About this exercise: Go through the data and copy each line where the word "below" shows up.

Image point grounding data
★ ★ ★ ★ ★ ★ ★

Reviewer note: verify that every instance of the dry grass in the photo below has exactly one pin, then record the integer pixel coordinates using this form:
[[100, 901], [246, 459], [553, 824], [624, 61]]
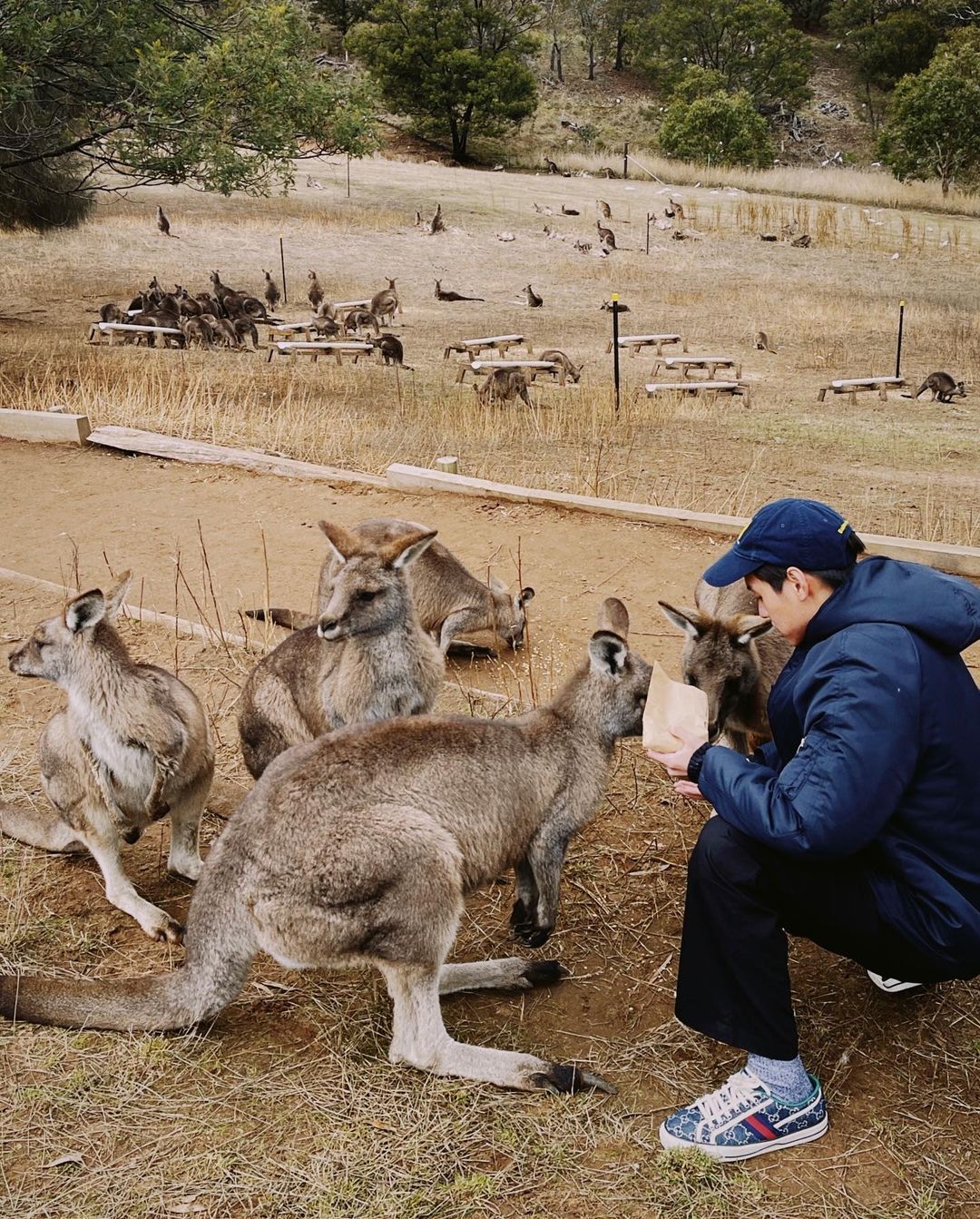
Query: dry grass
[[287, 1109], [897, 467]]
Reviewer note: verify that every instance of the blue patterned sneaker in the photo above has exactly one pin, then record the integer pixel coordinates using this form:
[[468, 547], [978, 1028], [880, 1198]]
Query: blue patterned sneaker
[[744, 1119]]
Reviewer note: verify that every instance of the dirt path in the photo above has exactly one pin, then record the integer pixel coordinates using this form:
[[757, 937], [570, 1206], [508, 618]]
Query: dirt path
[[142, 514]]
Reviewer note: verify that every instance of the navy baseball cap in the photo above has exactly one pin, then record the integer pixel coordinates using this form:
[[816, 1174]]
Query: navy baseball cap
[[788, 533]]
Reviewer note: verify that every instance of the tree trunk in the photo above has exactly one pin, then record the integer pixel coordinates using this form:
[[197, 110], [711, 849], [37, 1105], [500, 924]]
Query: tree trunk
[[556, 56], [621, 42]]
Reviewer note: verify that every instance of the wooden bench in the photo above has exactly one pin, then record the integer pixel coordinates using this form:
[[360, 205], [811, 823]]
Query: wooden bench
[[636, 341], [315, 350], [853, 386], [710, 363], [113, 328], [532, 366], [734, 388], [500, 343]]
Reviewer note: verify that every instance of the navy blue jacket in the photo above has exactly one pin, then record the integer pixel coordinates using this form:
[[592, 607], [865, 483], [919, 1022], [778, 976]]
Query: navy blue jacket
[[876, 752]]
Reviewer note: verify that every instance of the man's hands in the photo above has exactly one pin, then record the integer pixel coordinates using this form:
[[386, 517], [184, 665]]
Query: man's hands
[[677, 762]]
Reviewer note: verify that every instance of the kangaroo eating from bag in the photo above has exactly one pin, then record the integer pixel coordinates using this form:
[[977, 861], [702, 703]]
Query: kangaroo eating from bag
[[732, 656], [366, 658], [359, 849], [447, 599], [132, 746]]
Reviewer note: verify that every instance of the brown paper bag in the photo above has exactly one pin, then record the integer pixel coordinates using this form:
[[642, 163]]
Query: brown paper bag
[[673, 703]]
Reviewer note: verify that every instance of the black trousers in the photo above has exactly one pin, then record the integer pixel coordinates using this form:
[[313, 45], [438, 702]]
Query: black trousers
[[742, 899]]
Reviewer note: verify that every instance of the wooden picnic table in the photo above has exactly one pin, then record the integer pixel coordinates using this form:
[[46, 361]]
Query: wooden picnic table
[[533, 366], [113, 328], [316, 349], [710, 387], [500, 343], [710, 363], [853, 386], [636, 341]]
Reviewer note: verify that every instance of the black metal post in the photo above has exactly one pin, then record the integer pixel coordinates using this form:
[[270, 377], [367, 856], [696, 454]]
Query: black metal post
[[616, 348]]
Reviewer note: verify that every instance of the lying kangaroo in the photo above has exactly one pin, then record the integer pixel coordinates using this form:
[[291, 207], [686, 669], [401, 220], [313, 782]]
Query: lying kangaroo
[[391, 350], [504, 386], [368, 657], [451, 297], [449, 600], [361, 849], [132, 746], [560, 358], [943, 386], [734, 657]]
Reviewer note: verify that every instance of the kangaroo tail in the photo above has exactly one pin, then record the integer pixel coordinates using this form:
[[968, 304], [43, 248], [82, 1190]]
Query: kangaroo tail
[[220, 951], [290, 618]]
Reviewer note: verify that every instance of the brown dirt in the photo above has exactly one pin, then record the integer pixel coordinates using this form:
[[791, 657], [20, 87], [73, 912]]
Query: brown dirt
[[887, 1065]]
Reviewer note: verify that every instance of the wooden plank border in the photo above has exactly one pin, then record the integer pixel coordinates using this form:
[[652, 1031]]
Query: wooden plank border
[[155, 444], [417, 479]]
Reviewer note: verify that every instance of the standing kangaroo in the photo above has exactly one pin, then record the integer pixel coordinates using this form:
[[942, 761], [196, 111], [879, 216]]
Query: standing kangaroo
[[361, 849], [449, 600], [132, 745], [368, 657], [386, 304], [734, 657]]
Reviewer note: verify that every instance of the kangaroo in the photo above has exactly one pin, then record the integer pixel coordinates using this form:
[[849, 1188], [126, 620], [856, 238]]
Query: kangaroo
[[386, 304], [391, 350], [270, 290], [560, 358], [247, 329], [368, 657], [447, 599], [943, 386], [451, 297], [132, 745], [361, 849], [196, 330], [163, 224], [315, 291], [361, 319], [504, 384], [734, 656]]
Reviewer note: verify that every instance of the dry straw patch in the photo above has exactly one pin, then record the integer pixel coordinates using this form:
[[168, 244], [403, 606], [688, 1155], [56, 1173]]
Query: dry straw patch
[[902, 467]]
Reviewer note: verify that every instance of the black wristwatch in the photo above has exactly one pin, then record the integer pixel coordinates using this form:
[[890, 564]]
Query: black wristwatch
[[698, 761]]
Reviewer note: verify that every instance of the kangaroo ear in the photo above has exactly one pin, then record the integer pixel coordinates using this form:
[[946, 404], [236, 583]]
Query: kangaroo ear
[[750, 626], [614, 617], [689, 621], [607, 654], [402, 551], [340, 540], [116, 595], [85, 611]]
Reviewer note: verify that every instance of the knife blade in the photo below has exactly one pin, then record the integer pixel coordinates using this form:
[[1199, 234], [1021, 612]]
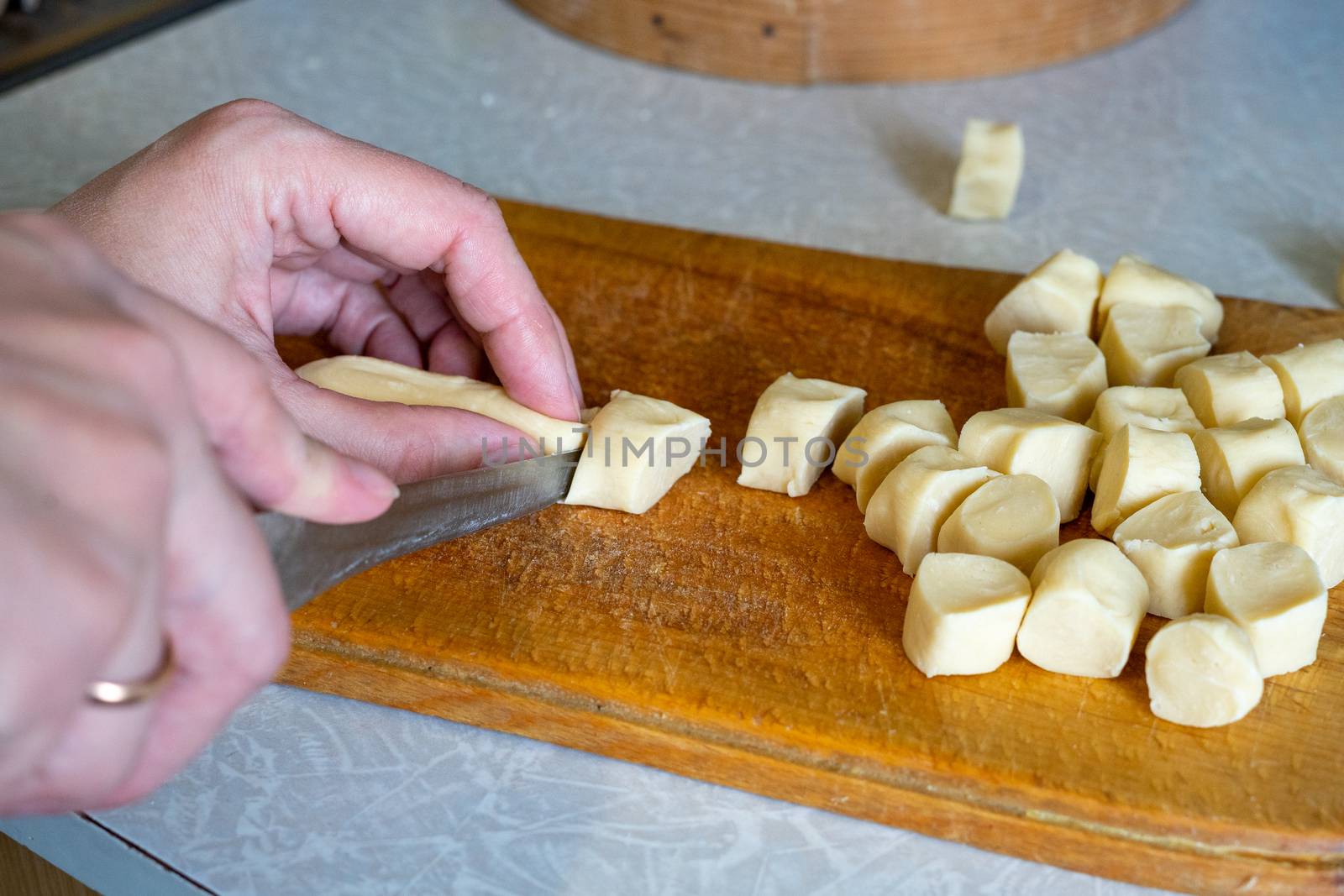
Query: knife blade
[[313, 557]]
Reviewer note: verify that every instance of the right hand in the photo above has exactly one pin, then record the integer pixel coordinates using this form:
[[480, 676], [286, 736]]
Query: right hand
[[131, 438]]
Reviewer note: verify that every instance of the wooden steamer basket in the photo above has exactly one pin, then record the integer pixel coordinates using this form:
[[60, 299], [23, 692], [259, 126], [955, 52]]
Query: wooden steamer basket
[[816, 40]]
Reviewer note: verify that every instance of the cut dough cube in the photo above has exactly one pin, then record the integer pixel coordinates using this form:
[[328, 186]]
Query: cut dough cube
[[1173, 542], [990, 170], [1152, 407], [885, 437], [1233, 458], [1146, 345], [1058, 297], [638, 449], [1016, 439], [376, 380], [1139, 468], [1230, 389], [1059, 374], [911, 504], [1274, 593], [1202, 672], [1088, 600], [1135, 281], [1011, 517], [964, 614], [1310, 375], [1323, 437], [1299, 506], [795, 418]]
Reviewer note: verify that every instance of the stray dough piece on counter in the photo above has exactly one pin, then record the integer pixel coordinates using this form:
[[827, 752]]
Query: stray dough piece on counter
[[1058, 297], [1310, 375], [1140, 466], [885, 437], [1323, 437], [1274, 593], [1230, 389], [1016, 439], [1202, 672], [911, 504], [1088, 600], [987, 179], [1233, 458], [1059, 374], [1011, 517], [1146, 345], [1152, 407], [1135, 281], [638, 449], [1173, 542], [964, 614], [795, 432], [1299, 506], [378, 380]]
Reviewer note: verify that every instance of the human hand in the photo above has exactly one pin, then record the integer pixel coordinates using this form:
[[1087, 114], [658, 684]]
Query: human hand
[[265, 223], [132, 432]]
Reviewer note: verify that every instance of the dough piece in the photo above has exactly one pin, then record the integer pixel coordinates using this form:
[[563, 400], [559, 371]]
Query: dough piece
[[1202, 672], [638, 450], [1011, 517], [1173, 542], [885, 437], [1323, 437], [911, 504], [1059, 374], [1146, 345], [1233, 458], [1152, 407], [795, 432], [990, 170], [1015, 439], [1299, 506], [1139, 468], [378, 380], [1310, 375], [1230, 389], [1274, 593], [1058, 297], [1133, 280], [1088, 600], [964, 614]]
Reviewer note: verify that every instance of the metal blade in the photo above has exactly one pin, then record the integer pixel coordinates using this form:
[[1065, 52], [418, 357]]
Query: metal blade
[[313, 557]]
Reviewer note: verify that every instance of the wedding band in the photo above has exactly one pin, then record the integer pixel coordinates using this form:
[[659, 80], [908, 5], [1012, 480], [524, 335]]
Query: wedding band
[[124, 694]]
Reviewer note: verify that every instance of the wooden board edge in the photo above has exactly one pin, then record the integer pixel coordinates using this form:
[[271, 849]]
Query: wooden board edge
[[1052, 840]]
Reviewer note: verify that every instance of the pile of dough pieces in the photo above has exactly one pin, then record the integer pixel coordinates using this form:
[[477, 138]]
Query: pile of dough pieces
[[1218, 484]]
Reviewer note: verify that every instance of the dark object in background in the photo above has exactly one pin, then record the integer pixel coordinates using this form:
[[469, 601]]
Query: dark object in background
[[38, 36]]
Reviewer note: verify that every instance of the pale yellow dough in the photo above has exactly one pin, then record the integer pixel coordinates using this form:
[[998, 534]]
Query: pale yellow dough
[[1274, 593], [1230, 389], [378, 380], [1058, 297], [963, 614], [911, 504], [1088, 600], [796, 425], [885, 437], [638, 448], [1202, 672], [1233, 458], [1059, 374], [1173, 542]]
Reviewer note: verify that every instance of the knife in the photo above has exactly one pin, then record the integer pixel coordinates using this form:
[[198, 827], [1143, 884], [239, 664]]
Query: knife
[[313, 557]]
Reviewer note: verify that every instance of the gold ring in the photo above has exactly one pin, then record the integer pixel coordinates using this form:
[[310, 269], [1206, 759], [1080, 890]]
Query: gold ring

★ ★ ★ ★ ★ ★ ★

Solution:
Reviewer note: verify that every instance of the dry grass in the photo below has exactly one pin, then record the integer pixel coordinates using this form:
Reviewer note: verify that every instance of the knife blade in the photo below has exactly one pin, then record the integer pixel coordinates using this form:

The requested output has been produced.